■ WRITTEN REQUEST A:
Using the Wilmington Trust interview, can you answer these?
(i) About how many employees does Wilmington Trust have?
(ii) For how many years has the company raised its dividend every year?
(iii) What degree did Howard earn after working as an elementary school teacher?
■ WRITTEN REQUEST B: Can you reproduce the Wilmington Trust interview, starting with "We have three" and going on through "idea is balance."?
■ WRITTEN REQUEST C: Would you carry on the Wilmington Trust interview from its last sentence?
>> BEGIN PAGE
I. Gail Howard, Vice President, Human Resources, Wilmington Trust
https://www.wilmingtontrust.com/ssl/topf...

The Company

DE SHRM: We appreciate the opportunity to chat with you today about the role that human resources plays at Wilmington Trust. Let’s start with the company itself.

Would you tell us about the company today? It’s hard not to notice that, despite the consolidation in the financial industry, you’ve maintained your independence.

 
I. G. Howard: We have about 2,475 employees in three different businesses. Our executive leadership team, and I’m one of its ten members, and the board of directors, agree that it’s in the shareholder’s best interest for us to remain independent, and continue to be a very steady, growing company.
 
We have three different business units with very different kinds of opportunities that complement one another. When the economy is good, certain parts of our business benefit. When the economy is softer, other parts of our business benefit. The idea is balance.
 
Our objective is to grow steadily year over year. We’re not interested in the volatility that comes with growing 25% one year and losing 20% the next year.  We provide shareholder value through steady growth and paying dividends. The company has increased its dividend every year for the past 25 years. There are very few companies in that space.
 
We are by far the largest retail bank in Delaware and growing in the Mid-Atlantic region.
 
We’re also one of the fifteen largest wealth management companies in the United States.
 
The third business is the corporate trust business, in which we help large companies manage corporate assets effectively. In this small niche, we are one of the top providers in the world.
 
We have offices in California, Vermont, New York, Nevada, Pennsylvania, Delaware, Georgia and Florida, and international offices in Dublin, London, the Cayman Islands and the Channel Islands. About half of our staff work in our retail bank, and the other half is the other businesses.
 
Your career

DE SHRM: Would you tell us about your background—how you got to where you are today?
 
I. G. Howard: I, like many people, didn’t come to human resources having planned to get here. I started out as an elementary school teacher and liked teaching, but really didn’t like the administration that went with it. So I went back to school and earned a doctorate in adult education, because I liked teaching and hoped that I would find an environment for adult education—without the administration. Somewhere along the way, I got derailed and ended up in a corporate training job.  
 
My career started in corporate training, using my academic background and my experience in education and translating them to the corporate setting. I spent three to four years overseeing management development and executive development. From there I moved for the company into a very small group of people dedicated to human resources strategy. And then I was exposed to executive recruiting and a little bit of compensation. Employee relations was integrated into several of the positions.

Inadvertently I was qualifying myself as a generalist, and eventually deliberately sought a generalist role. My career advanced from an individual contributor generalist, to managing a group of generalists, to head of human resources in insurance companies and banks and investment firms.
 
Wilmington Trust is a place that has brought all of that together for me. We are a bank and wealth management firm. The terms, the vocabulary and understanding of the client, the vision of how to approach the client and how to serve them are all familiar to me. It makes it very easy to think about how human resources needs to relate to the businesses at Wilmington Trust.
>> END PAGE
>> BEGIN PROVIDED MATERIAL
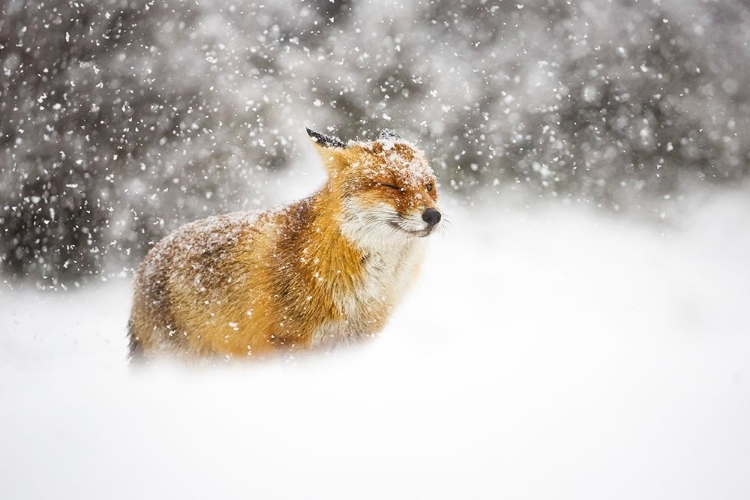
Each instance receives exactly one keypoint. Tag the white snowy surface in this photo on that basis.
>> END PROVIDED MATERIAL
■ FINAL ANSWER A:
(i) About 2,475.
(ii) The past 25 years.
(iii) A doctorate in adult education.

■ FINAL ANSWER B:
We have three different business units with very different kinds of opportunities that complement one another. When the economy is good, certain parts of our business benefit. When the economy is softer, other parts of our business benefit. The idea is balance.

■ FINAL ANSWER C:
 
How long have you been here?
A little over four years. For Wilmington Trust that’s not very long at all. Our average tenure of employees is close to 12 years, and our turnover rate for the last five years has been around 12 percent. For a company that is in large part retail bank, that is a particularly marvelous track record.
 
Tenure of just four years makes me still a wet-behind-the-ears kid in this institution. Our longest serving employee has about 63 years of service, and we were discussing recently what milestone gift we want to give to the group of people who are celebrating 50 years in the next year or so. Wilmington Trust really has quite a different kind of workforce than a lot of other places.
 
The culture at Wilmington Trust

DE SHRM: Apparently Wilmington Trust does not have the issue of breakdown in employee engagement and trust.
 
I. G. Howard: Well, every company has that issue. I wish that we were immune. One of the things that I have focused on since joining Wilmington Trust is trying to help articulate and bring to front of mind, for both human resources and leadership across the company, the notion of “the pact” with employees. It means that everyday we are buying from employees their creativity, their focus, their commitment to customer service, their specific knowledge and skills, their energy and enthusiasm. The company in return needs to provide a number of things, both tangible and intangible, such as compensation and benefits, career opportunity, training, access to new experiences, an opportunity for good working relationships that create positive social environment and, frankly a reputation. It’s really a quid pro quo. All of those things are what the company gives the employee in return, and that is “the pact.”
 
All or some combination of those things are important to employees, and when the company falls down on supplying its part of the deal, then employees may begin to fall down on supplying their part of the deal, and in fact leave us altogether. That’s how we keep a mental checklist of what are we doing. And not just do it, but make sure that employees understand that they’re getting “the pact”.
 
How do you know when the company is starting to fall down?
By and large employees will tell you. My email volume may go up and have specific messages about people being unhappy with things.
 
We do employee surveys. Based on the items that we can compare to in our first survey in 2003 and our 2006 survey, our employees are more positive about nine of the ten clusters of questions and factors. So that tells us that we are doing some things right, and we are communicating effectively. There certainly are areas for additional work and the survey will help us on that, too.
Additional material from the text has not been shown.